▸ **TASK REQUIREMENTS**:
Does each statement below agree with the sermon passage on the good Samaritan that follows? Answer yes or no for each, quoting the words of the passage that decide it.
1. When Jesus first told the story, the word "Samaritan" was a term of praise.
2. The Samaritans had opposed rebuilding the temple in Jerusalem.
3. The tension between Samaritans and Jews began in the first century.

This morning’s passage from the Gospel of Luke is probably the best known parable of Jesus. Even people who know practically nothing about Christianity, know this much: people who call themselves “Christian,” are supposed to be good Samaritans. In fact, the word “Samaritan” has acquired very positive meanings. One dictionary defines a Samaritan as: “one who is compassionate and helpful to a person in distress.” The physicians in Portland helping the poor are a prime example.

Perhaps you can recall an episode when you extended kindness to another and the person called you a good Samaritan. If so, you may have blushed on the outside, but you beamed on the inside, because you know it was a sincere compliment.

However, when Jesus originally told this story, and when Luke shared it with the early church a few decades later, the word “Samaritan,” was anything but a tribute. It was a slur.

In the first century, a bitter tension between Samaritans and Jews was already centuries old. Jews viewed Samaritans as former Jews who had sold out their racial and religious identity.
The Samaritans were descendants of a mixed population who had opposed rebuilding the temple in Jerusalem and who had constructed their own place of worship elsewhere. Looked down upon as social outcasts and religious heretics, Samaritans were the exact opposite of people such as the lawyer who encountered Jesus, and the priest and Levite in the parable. (2)

If we fail to recognize that the mere mention of the word “Samaritan” evoked in people’s minds a disreputable character, we miss the shocking nature of the story as Jesus first told it. To make the story work for you as it did for the initial audience, you need to think of a type of person whom you hold in very low esteem. A type of person that, just to think about, arouses strong negative feelings within you. Now, I know that on Sunday mornings we’re only supposed to have beautiful thoughts of other people, but right now I’m reaching for a little honesty, so think of this as Wednesday and who the people are that routinely set off unkind thoughts in your mind. Someone about whom you would say to yourself, “The world would be a better place if we could get rid of people like that.” That’s who the Samaritans were for the initial hearers of this story.

[Records]

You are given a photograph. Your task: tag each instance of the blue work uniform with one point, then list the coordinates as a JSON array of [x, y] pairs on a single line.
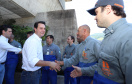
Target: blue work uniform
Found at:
[[68, 53], [115, 56], [11, 63], [86, 55], [50, 53]]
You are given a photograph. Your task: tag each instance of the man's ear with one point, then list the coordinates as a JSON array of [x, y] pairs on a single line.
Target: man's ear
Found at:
[[108, 9]]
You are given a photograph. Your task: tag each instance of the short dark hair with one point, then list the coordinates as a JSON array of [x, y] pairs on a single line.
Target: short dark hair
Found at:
[[118, 11], [36, 23], [72, 38], [51, 36], [5, 28], [30, 32]]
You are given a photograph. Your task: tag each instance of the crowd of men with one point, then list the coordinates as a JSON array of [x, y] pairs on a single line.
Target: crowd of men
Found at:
[[92, 62]]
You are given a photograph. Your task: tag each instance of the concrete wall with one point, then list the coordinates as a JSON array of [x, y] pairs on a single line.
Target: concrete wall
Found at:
[[62, 23], [37, 6]]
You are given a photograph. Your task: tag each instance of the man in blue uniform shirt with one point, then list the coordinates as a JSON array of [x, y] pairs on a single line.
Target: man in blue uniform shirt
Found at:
[[115, 56], [11, 62], [86, 54], [51, 52], [68, 53]]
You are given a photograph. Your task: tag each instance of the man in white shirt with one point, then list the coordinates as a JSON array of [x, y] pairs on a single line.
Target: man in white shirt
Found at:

▸ **RESULT OF THE TASK**:
1. No: "the word “Samaritan,” was anything but a tribute. It was a slur."
2. Yes: "who had opposed rebuilding the temple in Jerusalem"
3. No: "In the first century, a bitter tension between Samaritans and Jews was already centuries old."